[begin THE DATA]
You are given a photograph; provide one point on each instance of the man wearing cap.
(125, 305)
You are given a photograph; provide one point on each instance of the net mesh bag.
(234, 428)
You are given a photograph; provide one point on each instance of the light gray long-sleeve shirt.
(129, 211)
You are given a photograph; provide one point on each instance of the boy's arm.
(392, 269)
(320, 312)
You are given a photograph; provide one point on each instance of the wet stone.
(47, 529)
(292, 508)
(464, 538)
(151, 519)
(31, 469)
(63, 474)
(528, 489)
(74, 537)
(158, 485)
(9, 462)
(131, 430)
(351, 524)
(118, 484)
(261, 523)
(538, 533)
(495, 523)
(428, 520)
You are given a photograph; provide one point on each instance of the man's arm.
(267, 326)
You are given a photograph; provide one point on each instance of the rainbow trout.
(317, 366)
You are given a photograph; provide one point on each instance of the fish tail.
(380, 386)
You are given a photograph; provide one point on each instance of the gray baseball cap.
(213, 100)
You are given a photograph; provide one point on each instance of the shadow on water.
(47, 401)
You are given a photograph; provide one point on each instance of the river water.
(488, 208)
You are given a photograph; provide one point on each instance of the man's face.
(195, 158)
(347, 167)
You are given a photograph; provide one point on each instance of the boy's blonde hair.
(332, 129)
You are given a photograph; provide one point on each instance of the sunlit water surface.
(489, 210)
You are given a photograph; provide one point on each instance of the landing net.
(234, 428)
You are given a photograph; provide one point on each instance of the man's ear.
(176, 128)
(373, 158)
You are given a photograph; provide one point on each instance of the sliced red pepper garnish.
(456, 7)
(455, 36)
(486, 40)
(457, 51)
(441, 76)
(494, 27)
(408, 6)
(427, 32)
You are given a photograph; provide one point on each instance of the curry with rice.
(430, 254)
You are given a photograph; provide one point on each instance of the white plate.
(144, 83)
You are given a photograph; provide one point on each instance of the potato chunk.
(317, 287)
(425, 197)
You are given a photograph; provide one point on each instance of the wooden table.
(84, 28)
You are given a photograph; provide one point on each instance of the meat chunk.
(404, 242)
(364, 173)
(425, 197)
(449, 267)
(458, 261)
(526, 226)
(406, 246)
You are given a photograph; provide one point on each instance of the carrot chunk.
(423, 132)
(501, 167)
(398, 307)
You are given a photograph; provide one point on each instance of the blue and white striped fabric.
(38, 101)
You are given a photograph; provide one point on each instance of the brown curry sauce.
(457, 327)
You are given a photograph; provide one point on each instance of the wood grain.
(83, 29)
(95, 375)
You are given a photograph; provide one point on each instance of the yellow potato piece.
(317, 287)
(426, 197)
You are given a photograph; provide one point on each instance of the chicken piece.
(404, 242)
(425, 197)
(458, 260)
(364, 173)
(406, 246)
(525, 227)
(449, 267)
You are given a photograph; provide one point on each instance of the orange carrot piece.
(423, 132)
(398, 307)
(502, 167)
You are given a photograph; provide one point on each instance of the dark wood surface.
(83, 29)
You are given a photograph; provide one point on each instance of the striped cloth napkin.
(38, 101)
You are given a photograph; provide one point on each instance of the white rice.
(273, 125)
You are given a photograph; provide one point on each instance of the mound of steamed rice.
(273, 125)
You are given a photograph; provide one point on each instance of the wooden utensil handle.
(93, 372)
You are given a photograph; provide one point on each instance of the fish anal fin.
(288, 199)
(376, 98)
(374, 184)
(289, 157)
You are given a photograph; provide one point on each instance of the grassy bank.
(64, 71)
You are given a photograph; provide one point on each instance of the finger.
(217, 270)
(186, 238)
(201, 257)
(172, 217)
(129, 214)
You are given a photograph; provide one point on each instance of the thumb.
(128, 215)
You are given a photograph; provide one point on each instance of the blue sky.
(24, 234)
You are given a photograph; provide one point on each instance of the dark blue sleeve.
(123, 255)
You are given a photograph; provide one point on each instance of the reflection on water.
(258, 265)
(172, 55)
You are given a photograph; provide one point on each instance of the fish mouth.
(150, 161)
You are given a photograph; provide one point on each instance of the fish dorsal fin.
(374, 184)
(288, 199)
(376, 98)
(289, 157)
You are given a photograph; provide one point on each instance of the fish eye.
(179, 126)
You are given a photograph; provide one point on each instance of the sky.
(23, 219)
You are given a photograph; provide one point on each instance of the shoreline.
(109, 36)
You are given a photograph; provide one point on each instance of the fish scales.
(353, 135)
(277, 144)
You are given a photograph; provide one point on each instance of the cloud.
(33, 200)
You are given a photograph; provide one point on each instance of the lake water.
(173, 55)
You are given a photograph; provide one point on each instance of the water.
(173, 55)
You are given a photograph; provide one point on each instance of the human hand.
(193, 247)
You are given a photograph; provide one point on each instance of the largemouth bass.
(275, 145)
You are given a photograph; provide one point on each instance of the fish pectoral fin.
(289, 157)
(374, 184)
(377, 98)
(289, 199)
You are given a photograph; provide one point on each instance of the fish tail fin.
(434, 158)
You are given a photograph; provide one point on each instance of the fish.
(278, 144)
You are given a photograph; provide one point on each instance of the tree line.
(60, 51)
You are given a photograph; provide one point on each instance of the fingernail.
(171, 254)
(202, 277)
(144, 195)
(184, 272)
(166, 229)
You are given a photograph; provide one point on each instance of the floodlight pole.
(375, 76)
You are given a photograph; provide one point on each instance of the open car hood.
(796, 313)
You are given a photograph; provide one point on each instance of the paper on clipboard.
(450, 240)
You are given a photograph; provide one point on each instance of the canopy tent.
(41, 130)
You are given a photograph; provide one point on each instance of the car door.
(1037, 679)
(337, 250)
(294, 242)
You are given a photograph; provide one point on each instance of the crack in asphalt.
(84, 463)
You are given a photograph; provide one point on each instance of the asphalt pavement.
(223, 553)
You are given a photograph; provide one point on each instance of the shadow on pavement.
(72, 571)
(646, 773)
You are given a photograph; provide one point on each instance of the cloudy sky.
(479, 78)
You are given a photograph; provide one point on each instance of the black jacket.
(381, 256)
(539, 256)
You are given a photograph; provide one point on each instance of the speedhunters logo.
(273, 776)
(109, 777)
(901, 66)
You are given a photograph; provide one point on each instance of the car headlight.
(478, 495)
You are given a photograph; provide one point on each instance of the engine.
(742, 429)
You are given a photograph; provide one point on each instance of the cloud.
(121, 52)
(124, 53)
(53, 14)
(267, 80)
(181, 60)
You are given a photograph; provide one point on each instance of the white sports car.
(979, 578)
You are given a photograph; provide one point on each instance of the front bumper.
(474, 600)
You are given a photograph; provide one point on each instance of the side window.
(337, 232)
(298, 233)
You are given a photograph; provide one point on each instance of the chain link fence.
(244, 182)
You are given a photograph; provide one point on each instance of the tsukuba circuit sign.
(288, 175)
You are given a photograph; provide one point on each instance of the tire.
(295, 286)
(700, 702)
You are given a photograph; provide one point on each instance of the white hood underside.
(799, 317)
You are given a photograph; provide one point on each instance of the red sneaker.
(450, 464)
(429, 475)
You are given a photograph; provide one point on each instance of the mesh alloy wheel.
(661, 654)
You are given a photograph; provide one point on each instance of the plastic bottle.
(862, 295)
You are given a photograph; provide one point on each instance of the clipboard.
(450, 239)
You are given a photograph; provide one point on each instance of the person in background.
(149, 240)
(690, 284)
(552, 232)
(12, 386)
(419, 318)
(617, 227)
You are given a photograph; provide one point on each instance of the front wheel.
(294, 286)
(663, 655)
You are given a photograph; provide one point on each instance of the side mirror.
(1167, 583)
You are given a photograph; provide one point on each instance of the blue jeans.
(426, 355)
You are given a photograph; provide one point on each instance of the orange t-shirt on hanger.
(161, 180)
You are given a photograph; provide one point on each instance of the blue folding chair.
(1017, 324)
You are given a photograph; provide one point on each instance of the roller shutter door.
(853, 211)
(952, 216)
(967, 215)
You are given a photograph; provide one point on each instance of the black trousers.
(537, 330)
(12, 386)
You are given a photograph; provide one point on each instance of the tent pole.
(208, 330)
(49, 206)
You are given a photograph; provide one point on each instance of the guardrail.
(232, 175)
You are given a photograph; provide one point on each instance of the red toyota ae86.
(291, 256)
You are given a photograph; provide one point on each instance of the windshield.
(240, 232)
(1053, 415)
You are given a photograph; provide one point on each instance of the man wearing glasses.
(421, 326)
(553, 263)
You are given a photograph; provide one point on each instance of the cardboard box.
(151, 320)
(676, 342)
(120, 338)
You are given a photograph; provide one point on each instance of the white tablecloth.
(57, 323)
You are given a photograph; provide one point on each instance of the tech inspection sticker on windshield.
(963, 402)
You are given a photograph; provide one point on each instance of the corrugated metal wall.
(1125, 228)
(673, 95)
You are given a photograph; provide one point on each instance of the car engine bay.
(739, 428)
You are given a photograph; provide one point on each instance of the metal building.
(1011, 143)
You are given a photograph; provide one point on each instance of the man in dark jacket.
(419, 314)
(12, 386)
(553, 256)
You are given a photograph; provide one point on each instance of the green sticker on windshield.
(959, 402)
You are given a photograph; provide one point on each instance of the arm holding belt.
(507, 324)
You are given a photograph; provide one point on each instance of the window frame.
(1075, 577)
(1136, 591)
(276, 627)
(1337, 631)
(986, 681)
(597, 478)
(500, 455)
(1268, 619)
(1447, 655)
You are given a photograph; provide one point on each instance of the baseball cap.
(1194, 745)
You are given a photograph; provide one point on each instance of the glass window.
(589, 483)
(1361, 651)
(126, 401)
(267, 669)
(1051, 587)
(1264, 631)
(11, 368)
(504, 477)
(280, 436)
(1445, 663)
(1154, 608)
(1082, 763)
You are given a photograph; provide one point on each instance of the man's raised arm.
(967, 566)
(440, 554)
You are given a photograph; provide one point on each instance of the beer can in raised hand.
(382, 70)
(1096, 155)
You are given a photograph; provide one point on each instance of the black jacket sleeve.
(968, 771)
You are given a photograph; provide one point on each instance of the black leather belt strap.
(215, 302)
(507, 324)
[end THE DATA]
DESCRIPTION OF THE TASK:
Can you add 135 to every coordinate in the points, copying all rows from the line containing "of the windshield." down to the line containing "(1096, 155)", both ends included? Keep the other lines in that stretch as they are.

THE ANSWER:
You are given a photograph; provide one point on each instance of the windshield.
(375, 367)
(1188, 550)
You are given a photograph; provide one point on each instance of the man wearing glasses.
(556, 461)
(688, 398)
You are given a photograph; provide one point on each instance of the cardboard box.
(286, 455)
(811, 477)
(255, 473)
You are given a photograph; provide one point on each instance of the white tablecloth.
(192, 458)
You are given a photograph; provide one point on each instance of the tech inspection sticker on windshield.
(1098, 537)
You are given a photograph; provide one point on each instance of the corrugated metal wall.
(1260, 363)
(808, 230)
You are given a photograph; provide one point on each instance of the car engine bay.
(874, 563)
You are given a photograph; provide one point on each instance of the metal building.
(1146, 278)
You are given a photograph; provide one point on each instance of the man in dark jacket.
(554, 449)
(147, 521)
(688, 391)
You are given a photograph; provide one point on each instance of the green sticker on windshield.
(1094, 537)
You are given a photograph; provide one point on each instance of the arm holding belt.
(642, 459)
You are given a photograph; provide one point on each instance of the window frame.
(1210, 712)
(1271, 726)
(411, 762)
(1472, 766)
(1121, 816)
(732, 613)
(635, 590)
(1403, 754)
(1582, 790)
You are given a photograph; provide one point on each instance of the baseball cap.
(1329, 880)
You are given a photograph; provide one point on each instance of the glass window.
(724, 618)
(1496, 786)
(261, 536)
(402, 804)
(1186, 722)
(1399, 766)
(146, 503)
(639, 612)
(415, 571)
(1580, 798)
(1289, 743)
(1217, 898)
You are given a photograph; provide one point on each instance of the man's raised arm.
(1102, 701)
(575, 689)
You are given a photograph; provide one point on each instance of the beer can in raised hand.
(517, 205)
(1231, 290)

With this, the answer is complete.